==== DATASET CONTENT
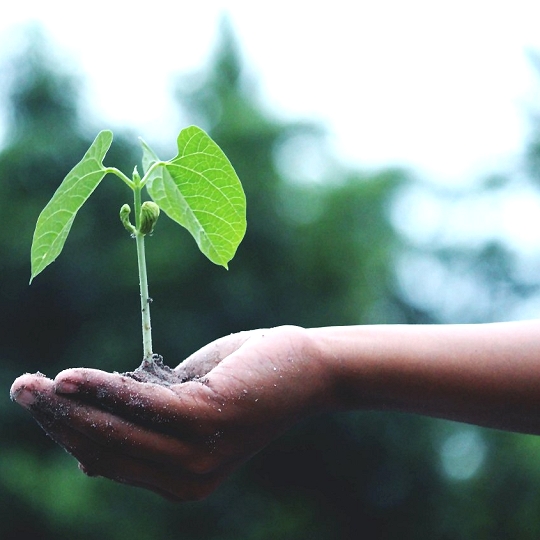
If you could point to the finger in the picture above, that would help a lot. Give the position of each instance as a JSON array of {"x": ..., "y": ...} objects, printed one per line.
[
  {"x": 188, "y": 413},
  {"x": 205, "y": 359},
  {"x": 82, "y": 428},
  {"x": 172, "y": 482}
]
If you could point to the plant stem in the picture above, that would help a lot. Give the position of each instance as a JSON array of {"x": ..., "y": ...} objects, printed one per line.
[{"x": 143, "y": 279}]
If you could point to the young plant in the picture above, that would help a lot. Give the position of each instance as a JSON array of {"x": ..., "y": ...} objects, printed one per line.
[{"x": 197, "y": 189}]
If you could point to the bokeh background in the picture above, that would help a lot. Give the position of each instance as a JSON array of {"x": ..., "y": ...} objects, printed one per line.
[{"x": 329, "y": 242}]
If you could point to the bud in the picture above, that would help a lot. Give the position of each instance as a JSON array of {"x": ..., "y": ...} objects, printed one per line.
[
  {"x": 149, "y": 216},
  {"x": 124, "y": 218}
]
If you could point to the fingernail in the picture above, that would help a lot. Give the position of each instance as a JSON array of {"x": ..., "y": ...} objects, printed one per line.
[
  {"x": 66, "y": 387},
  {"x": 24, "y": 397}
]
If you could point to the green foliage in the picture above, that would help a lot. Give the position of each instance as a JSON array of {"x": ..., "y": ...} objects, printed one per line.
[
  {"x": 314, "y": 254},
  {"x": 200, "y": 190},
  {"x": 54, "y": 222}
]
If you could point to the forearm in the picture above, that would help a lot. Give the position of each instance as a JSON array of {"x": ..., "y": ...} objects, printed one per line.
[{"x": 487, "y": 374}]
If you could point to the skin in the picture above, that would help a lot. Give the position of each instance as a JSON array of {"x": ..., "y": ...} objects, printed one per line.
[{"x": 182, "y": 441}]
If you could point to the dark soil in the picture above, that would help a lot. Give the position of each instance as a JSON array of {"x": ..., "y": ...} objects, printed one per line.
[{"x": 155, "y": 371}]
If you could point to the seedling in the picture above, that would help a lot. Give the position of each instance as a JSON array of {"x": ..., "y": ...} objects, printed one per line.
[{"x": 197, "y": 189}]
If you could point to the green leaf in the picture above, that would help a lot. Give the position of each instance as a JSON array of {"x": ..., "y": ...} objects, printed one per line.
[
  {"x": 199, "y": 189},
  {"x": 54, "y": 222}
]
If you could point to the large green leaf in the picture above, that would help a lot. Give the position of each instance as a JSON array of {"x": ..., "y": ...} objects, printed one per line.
========
==== DATASET CONTENT
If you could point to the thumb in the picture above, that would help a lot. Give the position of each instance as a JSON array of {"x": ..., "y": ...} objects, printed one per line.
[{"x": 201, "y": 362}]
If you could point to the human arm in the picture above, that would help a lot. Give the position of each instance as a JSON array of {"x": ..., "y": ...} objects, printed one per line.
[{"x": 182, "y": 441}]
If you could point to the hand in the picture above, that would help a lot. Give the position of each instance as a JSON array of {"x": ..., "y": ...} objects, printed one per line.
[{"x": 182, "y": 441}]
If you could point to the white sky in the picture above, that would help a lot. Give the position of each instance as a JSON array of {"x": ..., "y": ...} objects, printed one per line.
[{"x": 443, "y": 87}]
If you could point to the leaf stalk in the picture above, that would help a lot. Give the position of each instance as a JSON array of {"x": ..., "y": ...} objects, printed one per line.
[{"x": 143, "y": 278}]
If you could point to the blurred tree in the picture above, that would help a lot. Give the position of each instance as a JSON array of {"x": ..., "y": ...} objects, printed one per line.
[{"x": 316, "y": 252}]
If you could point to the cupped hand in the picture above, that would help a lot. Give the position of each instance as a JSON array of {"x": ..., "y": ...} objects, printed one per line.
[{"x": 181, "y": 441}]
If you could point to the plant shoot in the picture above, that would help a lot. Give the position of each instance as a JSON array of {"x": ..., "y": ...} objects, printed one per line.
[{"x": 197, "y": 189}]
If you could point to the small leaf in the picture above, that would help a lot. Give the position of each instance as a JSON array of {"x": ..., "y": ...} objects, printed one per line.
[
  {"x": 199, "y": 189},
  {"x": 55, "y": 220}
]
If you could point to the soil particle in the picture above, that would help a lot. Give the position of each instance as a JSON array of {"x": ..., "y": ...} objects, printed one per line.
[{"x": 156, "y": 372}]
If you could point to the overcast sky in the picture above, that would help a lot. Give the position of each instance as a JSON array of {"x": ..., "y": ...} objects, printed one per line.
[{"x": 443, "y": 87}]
========
:: OBJECTIVE ::
Collect every line in the entries above that contains the string "seedling", treating uppercase and lowercase as distinct, and copy each such line in full.

:: WRITTEN ANSWER ::
If you could point to the seedling in the picture above, that would help a lot. Give the position of each instance as a JSON array of {"x": ..., "y": ...} objects, printed one per line.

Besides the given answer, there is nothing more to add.